» **PASSAGE SHOWN**:
::::::::
Other recent highlights include a premiere of a new clarinet quintet by Aaron Jay Kernis at La Jolla Music Society SummerFest; and performances at the Laguna Beach Festival alongside Joshua Bell and Edgar Meyer, and at Stanford Lively Arts and Le Poisson Rouge (NYC) with Grammy-winning pianist Gloria Cheng. The quartet debuted at the Edinburgh International Festival (broadcast on BBC-3), and made its Austrian debut at the Esterhazy Palace. They have performed at top halls and festivals across the globe including Carnegie Hall, Washington Performing Arts Society, Santa Fe Chamber Music Festival, Cleveland Museum of Art, Melbourne Festival, Walt Disney Concert Hall, Big Ears Festival in Knoxville, New Haven’s International Festival of Arts and Ideas, and Hollywood Bowl.
The Calder Quartet has toured across North America with So Percussion, and with rockers Andrew W.K. and The Airborne Toxic Event. The quartet has been featured on KCRW’s Morning Becomes Eclectic, the Late Show with David Letterman, the Tonight Show with Jay Leno, the Tonight Show with Conan O’Brien, Late Night with Jimmy Kimmel, and the Late Late Show with Craig Ferguson.
::::::::
Extend the passage about the Calder Quartet past its final sentence.

» **Records from a collection**:
::::::::
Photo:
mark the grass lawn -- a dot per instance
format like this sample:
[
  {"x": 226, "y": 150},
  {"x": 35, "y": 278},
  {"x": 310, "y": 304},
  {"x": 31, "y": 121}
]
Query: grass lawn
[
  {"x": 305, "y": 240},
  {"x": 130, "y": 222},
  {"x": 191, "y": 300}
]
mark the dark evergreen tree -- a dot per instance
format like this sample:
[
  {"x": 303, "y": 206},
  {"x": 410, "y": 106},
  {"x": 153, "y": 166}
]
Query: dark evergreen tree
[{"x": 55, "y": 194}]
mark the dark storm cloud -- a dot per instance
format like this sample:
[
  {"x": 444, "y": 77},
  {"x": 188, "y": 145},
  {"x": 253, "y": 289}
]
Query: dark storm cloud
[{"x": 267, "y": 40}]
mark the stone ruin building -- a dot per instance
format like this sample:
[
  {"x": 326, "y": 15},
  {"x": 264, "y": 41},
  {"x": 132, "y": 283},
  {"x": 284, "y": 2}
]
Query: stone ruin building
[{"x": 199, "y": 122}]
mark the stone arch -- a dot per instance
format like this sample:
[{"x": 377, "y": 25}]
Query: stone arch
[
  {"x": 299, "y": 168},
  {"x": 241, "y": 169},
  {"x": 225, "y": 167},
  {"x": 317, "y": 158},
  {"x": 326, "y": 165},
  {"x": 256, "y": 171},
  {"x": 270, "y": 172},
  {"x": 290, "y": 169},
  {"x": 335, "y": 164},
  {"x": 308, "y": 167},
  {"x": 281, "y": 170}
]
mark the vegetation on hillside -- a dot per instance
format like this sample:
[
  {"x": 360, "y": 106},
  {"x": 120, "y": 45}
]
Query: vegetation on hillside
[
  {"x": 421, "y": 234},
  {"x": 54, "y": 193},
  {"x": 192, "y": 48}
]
::::::::
» **SOLVED PROBLEM**:
The group has long-standing relationships with composers Terry Riley, Christopher Rouse and Thomas Adès. The Calder Quartet first met Riley when they shared a concert as part of the L.A. Philharmonic’s Minimalist Jukebox Festival in 2006. They subsequently released a limited edition vinyl release of Riley’s Trio and Quartet in commemoration of the composers’ 75th birthday. The Calder is the first quartet in two decades to have a work written for them by composer Christopher Rouse. An album of works by Rouse, called Transfiguration, was released in 2010. After featuring the music of Thomas Adès on their first recording in 2008 (along with Mozart and Ravel), the group worked directly with the composer on a performance of Arcadiana as part of the Green Umbrella Series at the Walt Disney Concert Hall. The relationship evolved into collaborating on concerts together at the Stockholm Philharmonic Orchestra’s Konserthuset in 2009, the Melbourne Festival in 2010, and at CAL Performances in 2011. Of the Stockholm performance, the Guardian said, “the Calder Quartet played the most insightful and moving performance of Thomas Adès’s Arcadiana I’ve ever heard.”
In 2011 the Calder Quartet launched a non-profit dedicated to furthering its efforts in commissioning, presenting, recording, and education. The non-profit has co-commissioned works with the Getty Museum, Segerstrom Center for the Arts, and the Barbican Centre; funded the recording of 12 string quartets commissioned for the Calder Quartet by emerging composers; and made possible visits to Inner City Arts and Chinatown’s Castelar Elementary as part of LA’s Best.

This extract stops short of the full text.